* Page excerpt

How Michael Christman, PhD, left his mark on genomics and so much more.

michael christman,coriell,genomics,hca news

Precision medicine lost a respected and accomplished veteran over the holidays.

Michael Christman, PhD, the longtime president and CEO of the Coriell Institute for Medical Research, died on Christmas, at age 58. For 10 years, he oversaw cutting-edge healthcare projects at the New Jersey nonprofit research center, helming its biobank and launching the Coriell Personalized Medicine Collaborative.

“The importance of Dr. Christman’s impact not only on the Coriell Institute, but personalized medicine as a whole cannot be overstated,” Robert Kiep, chair of the organization’s board of trustees, said in a statement. “It was his initiative that got this project off the ground and his guidance that turned it into the unequivocal success that it is today. His death is a terrible loss for us all.”

A renowned genomics authority, Christman forged Coriell’s precision medicine arm to research how genomic data can best be used in the clinical setting. Thousands of participants have submitted DNA samples and medical and lifestyle information to the project, enabling researchers to determine their susceptibility to diseases and drugs, according to the institute. The collaborative’s work, which explored how participants acted when presented with their data and risks, has been featured in “numerous peer-reviewed publications.”

Christman also kept Coriell traditions alive, focusing on scientific education, internships for students, and more. Further, he co-founded the for-profit pharmacogenomics firm Coriell Life Sciences, of which he served as board chairman.

“Dr. Christman was a treasured colleague and trusted [adviser],” the institute wrote of its late leader. “His immeasurable contributions will continue to secure Coriell’s legacy as a leader in the fields of personalized medicine, stem cell research, and biobanking.”

* Available data

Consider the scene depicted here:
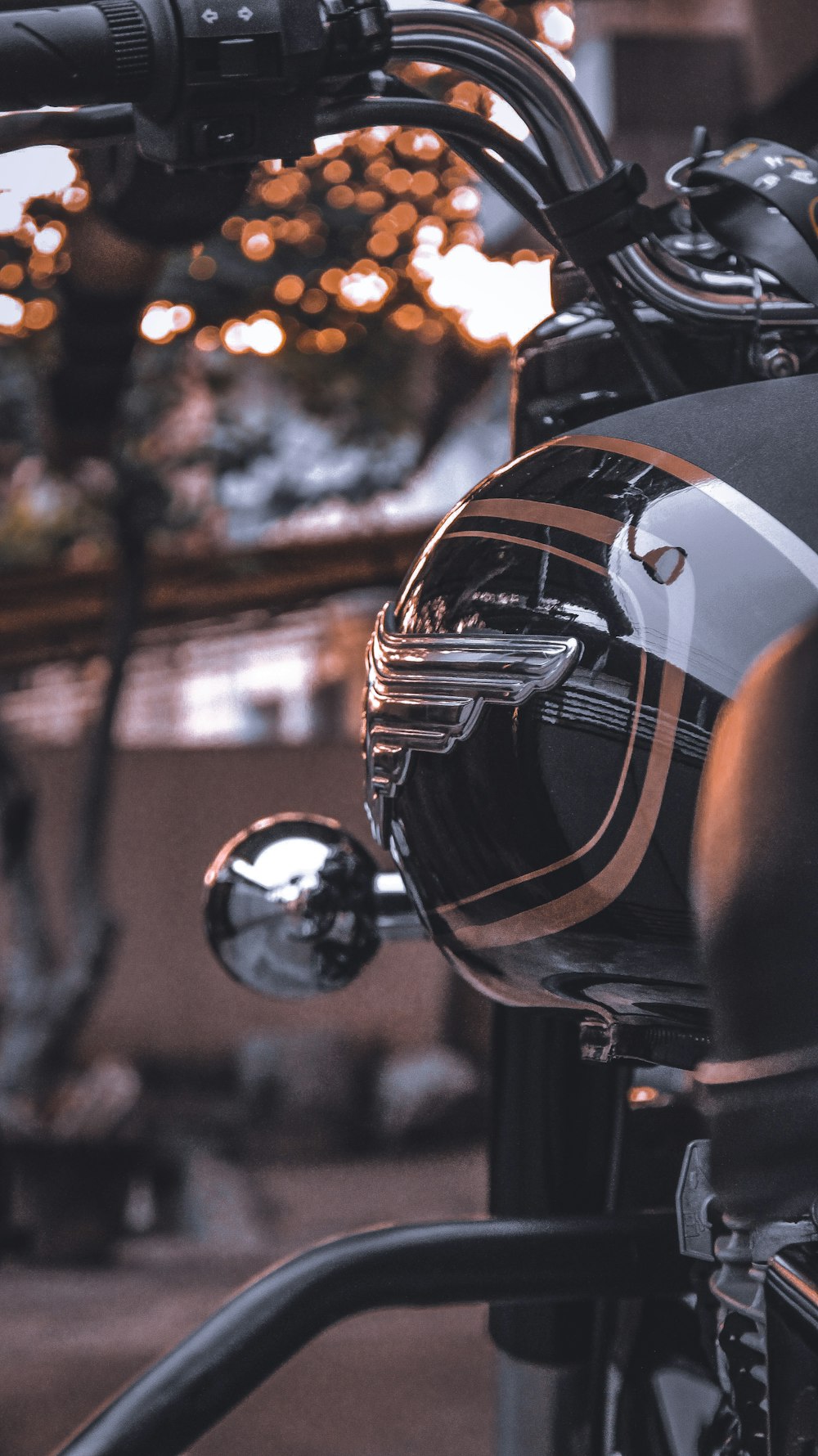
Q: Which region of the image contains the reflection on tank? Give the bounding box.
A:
==
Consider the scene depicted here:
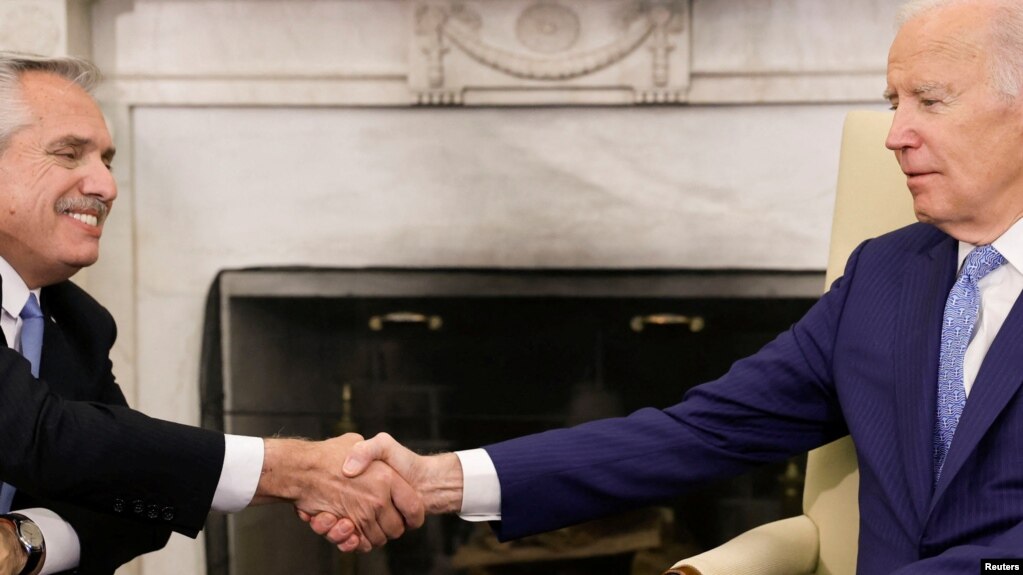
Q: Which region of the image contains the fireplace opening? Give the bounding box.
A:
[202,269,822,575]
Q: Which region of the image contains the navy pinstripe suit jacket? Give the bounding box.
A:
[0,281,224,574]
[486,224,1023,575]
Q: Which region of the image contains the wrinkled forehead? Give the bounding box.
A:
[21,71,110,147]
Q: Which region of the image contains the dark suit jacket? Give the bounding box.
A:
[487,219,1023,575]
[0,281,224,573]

* Tasks for this exercise
(1) From the tribute to Michael Christman, extract the stretch from "michael christman,coriell,genomics,hca news" through "Personalized Medicine Collaborative.".
(2) In the tribute to Michael Christman, which fields does the institute name as those where Coriell's legacy as a leader will be secured?

* Numbered answers
(1)
michael christman,coriell,genomics,hca news

Precision medicine lost a respected and accomplished veteran over the holidays.

Michael Christman, PhD, the longtime president and CEO of the Coriell Institute for Medical Research, died on Christmas, at age 58. For 10 years, he oversaw cutting-edge healthcare projects at the New Jersey nonprofit research center, helming its biobank and launching the Coriell Personalized Medicine Collaborative.

(2) Personalized medicine, stem cell research, and biobanking.